** Start Source text **

It is frequently stated (in textbooks, on Wikipedia) that the "Law of large numbers" in mathematical probability theory is a statement about relative frequencies of occurrence of an event in a finite number of trials or that it "relates the axiomatic concept of probability to the statistical concept of frequency". Isn't this is a methodological mistake of ascribing an interpretation to a mathematical term, perhaps relying too much on the colorful language, that does not at all follow from how this term is mathematically defined? Recall the typical derivation of the WLLN:
Let $X_1, X_2, …, X_n$ be a sequence of n independent and identically distributed random variables with the same finite mean $\mu$, and with variance $\sigma^2$ and let:
$\overline{X}=\tfrac1n(X_1+\cdots+X_n)$
We have:
$E[\overline{X}] = \frac{E[X_1+…+X_n]}{n} = \frac{E[X_1]+…+E[X_n]}{n} =
\frac{n\mu}{n} = \mu$ $Var[\overline{X}] = \frac{Var[X_1+…+X_n]}{n^2} = \frac{Var[X_1]+…+Var[X_n]}{n^2} = \frac{n\sigma^2}{n^2} =
\frac{\sigma^2}{n}$And from Chebyshev's inequality:
$P(|\overline{X}-\mu|>\epsilon) \le \frac{\sigma^2}{n\epsilon^2}$
And so X is said to converge in probability to $\mu$.
Now consider what is strictly speaking the meaning of this expression in the axiomatic framework it is derived in:
$P(|\overline{X}-\mu|>\epsilon) \le \frac{\sigma^2}{n\epsilon^2}$
$P()$, everywhere it occurs in the derivation, is known only to be a number satisfying Kolmogorov's axioms, so a number between 0 and 1, and so forth, but none of the axioms introduce any theoretical equivalent of the intuitive notion of frequency. If additional assumptions about $P()$ are not made, the sentence can obviously not be interpreted at all, but what is also important the theoretical mean $\mu$ is not necessarily the mean value in an infinite number of trials, $\overline{X}$ is not necessarily the mean value from n trials, and so forth. Consider an experiment of tossing a fair coin repeatedly – quite obviously, nothing in Kolmogorov's axioms enforces using 1/2 for the probability of heads, you could just as well use $1/\sqrt{\pi}$, yet the derivation continues to "work", except the meaning of the various variables is not in agreement with their intuitive interpretations. The $P()$ might still mean something, it might be a quantification of an absurd belief of mine, the mathematical derivation continues be true regardless, in the sense that as long as the initial $P()'s$ satisfy axioms, theorems about other $P()'s$ follow, and with Kolmogorov's axioms providing only weak constraints on and not a definition of $P()$, it's basically only symbol manipulation.

** End Source text **

*Exercise set*
A. Answer these about the post on the law of large numbers:
(i) Which inequality gives the bound on $P(|\overline{X}-\mu|>\epsilon)$?
(ii) What does the derivation find the variance of $\overline{X}$ to be?
(iii) In the coin-tossing case, what value other than 1/2 does the post say could be used for the probability of heads?
B. Write a few more sentences for the post on the law of large numbers, picking up right after its last sentence.
The data after this post has nothing to do with the tasks.

** Start Data section **

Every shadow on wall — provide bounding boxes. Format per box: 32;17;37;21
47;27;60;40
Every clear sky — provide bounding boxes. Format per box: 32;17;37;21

** End Data section **

*Answers to the tasks*
A.
(i) Chebyshev's inequality
(ii) $\frac{\sigma^2}{n}$
(iii) $1/\sqrt{\pi}$

B.
This "relative frequency" interpretation frequently given seems to rest on an additional assumption, and this assumption seems to be a form of the law of large numbers itself. Consider this fragment from Kolmogorov's Grundbegriffe on applying the results of probability theory to the real world:
We apply the theory of probability to the actual world of experiment
in the following manner:…
4) Under certain conditions, which we shall not discuss here, we may
assume that the event A which may or may not occur under conditions S,
is assigned a real number P(A) which has the following
characteristics:a) One can be practically certain that if the complex of conditions S
is repeated a large number of times, n, then if m be the number of
occurrences of event A, the ratio m/n will differ very slightly from
P(A).
Which seems equivalent to introducing the weak law of large numbers in a particular, slightly different form, as an additional axiom.
Meanwhile, many reputable sources contain statements that seem completely in opposition to the above reasoning, for example Wikipedia:
It follows from the law of large numbers that the empirical
probability of success in a series of Bernoulli trials will converge
to the theoretical probability. For a Bernoulli random variable, the
expected value is the theoretical probability of success, and the
average of n such variables (assuming they are independent and
identically distributed (i.i.d.)) is precisely the relative frequency.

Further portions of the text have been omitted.